**Your task**: All of the records should be given again exactly as they appear.

----------

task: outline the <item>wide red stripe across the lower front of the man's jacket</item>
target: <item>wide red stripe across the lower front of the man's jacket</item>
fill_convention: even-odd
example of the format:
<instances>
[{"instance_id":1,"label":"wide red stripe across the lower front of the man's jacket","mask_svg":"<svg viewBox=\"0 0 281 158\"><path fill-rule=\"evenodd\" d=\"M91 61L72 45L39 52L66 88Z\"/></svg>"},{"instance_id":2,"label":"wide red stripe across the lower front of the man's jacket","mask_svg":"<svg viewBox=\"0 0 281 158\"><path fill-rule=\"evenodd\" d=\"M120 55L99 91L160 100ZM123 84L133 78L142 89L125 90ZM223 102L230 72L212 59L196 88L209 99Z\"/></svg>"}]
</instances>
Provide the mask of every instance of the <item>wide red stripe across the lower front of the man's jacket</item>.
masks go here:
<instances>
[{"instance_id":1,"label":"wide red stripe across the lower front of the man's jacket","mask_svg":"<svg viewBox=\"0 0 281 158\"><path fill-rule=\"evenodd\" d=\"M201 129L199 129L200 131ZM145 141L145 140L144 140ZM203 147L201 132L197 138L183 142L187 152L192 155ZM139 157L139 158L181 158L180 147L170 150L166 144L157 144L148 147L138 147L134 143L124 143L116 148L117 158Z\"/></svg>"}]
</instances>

----------

**Solution to the problem**:
task: outline the <item>wide red stripe across the lower front of the man's jacket</item>
target: <item>wide red stripe across the lower front of the man's jacket</item>
fill_convention: even-odd
example of the format:
<instances>
[{"instance_id":1,"label":"wide red stripe across the lower front of the man's jacket","mask_svg":"<svg viewBox=\"0 0 281 158\"><path fill-rule=\"evenodd\" d=\"M91 61L72 45L39 52L66 88Z\"/></svg>"},{"instance_id":2,"label":"wide red stripe across the lower front of the man's jacket","mask_svg":"<svg viewBox=\"0 0 281 158\"><path fill-rule=\"evenodd\" d=\"M120 55L99 91L160 100ZM123 84L133 78L142 89L125 90ZM223 102L230 72L212 59L196 88L209 99Z\"/></svg>"}]
</instances>
Provide the mask of every instance of the <item>wide red stripe across the lower front of the man's jacket</item>.
masks go here:
<instances>
[{"instance_id":1,"label":"wide red stripe across the lower front of the man's jacket","mask_svg":"<svg viewBox=\"0 0 281 158\"><path fill-rule=\"evenodd\" d=\"M201 129L199 129L200 131ZM145 141L145 140L144 140ZM203 147L201 132L197 138L183 142L187 152L192 155ZM139 157L139 158L181 158L180 147L170 150L166 144L157 144L148 147L138 147L134 143L124 143L116 148L117 158Z\"/></svg>"}]
</instances>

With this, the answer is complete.